Records excerpted from a collection:
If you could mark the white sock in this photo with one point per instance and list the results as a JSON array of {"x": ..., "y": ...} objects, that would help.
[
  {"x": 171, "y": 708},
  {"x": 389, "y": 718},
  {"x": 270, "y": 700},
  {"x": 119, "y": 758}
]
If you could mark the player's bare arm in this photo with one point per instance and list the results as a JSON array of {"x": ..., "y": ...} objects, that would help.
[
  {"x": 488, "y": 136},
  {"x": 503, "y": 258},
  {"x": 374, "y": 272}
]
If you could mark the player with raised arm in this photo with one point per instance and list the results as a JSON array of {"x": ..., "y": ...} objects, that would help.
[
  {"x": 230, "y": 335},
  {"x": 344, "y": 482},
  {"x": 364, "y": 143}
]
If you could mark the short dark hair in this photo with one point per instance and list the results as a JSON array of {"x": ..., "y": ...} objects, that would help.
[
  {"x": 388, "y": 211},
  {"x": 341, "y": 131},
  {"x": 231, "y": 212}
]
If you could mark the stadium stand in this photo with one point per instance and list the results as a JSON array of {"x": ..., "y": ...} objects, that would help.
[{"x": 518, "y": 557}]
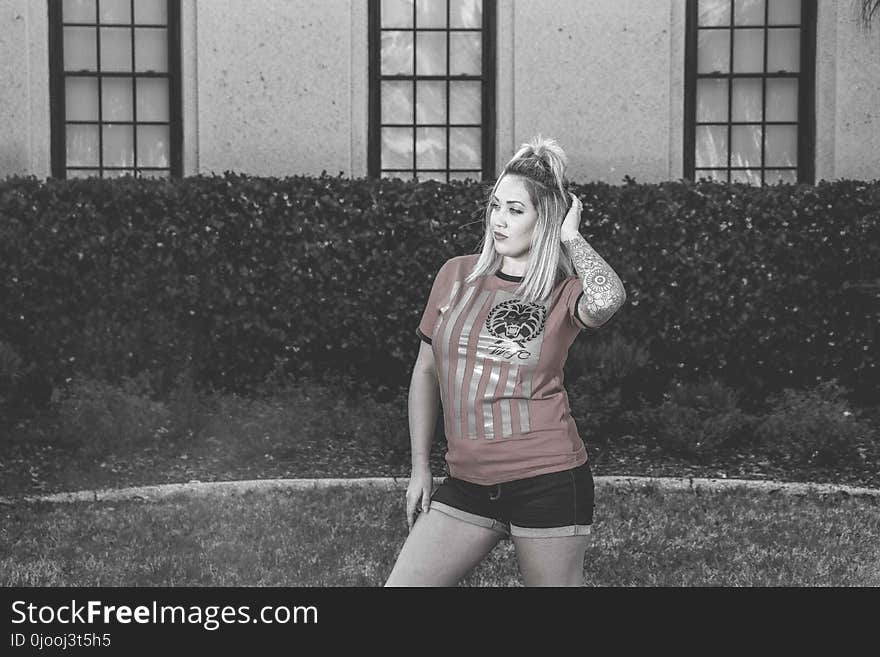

### WHAT THE TASK ASKS
Please print all the entries exactly as written, but drop the pictures.

### ANSWER SPACE
If you could mark the white sock in this photo with one point per instance and list the results as a JSON array of {"x": ..., "y": ...} objects, that would help.
[
  {"x": 171, "y": 708},
  {"x": 389, "y": 718},
  {"x": 270, "y": 700},
  {"x": 119, "y": 758}
]
If you could mark the player's bare arm in this photo with one point per instance and list the results as a JSON array of {"x": ..., "y": ...} objects, that would help.
[
  {"x": 488, "y": 136},
  {"x": 503, "y": 258},
  {"x": 374, "y": 272}
]
If you could mark the player with raised arm in this photo with one point per instance and list the results as a JSON array of {"x": ..., "y": ...} objects, that would help.
[
  {"x": 230, "y": 335},
  {"x": 344, "y": 482},
  {"x": 364, "y": 143}
]
If you could mark the short dark hair in this photo with one point per instance and list the results as a JSON array of {"x": ..., "y": ...} objects, that would help.
[
  {"x": 388, "y": 211},
  {"x": 341, "y": 131},
  {"x": 231, "y": 212}
]
If you could mark the stadium stand in this photo with one point per instance and list the results as a JSON array of {"x": ..., "y": ...} objects, that would help.
[{"x": 518, "y": 557}]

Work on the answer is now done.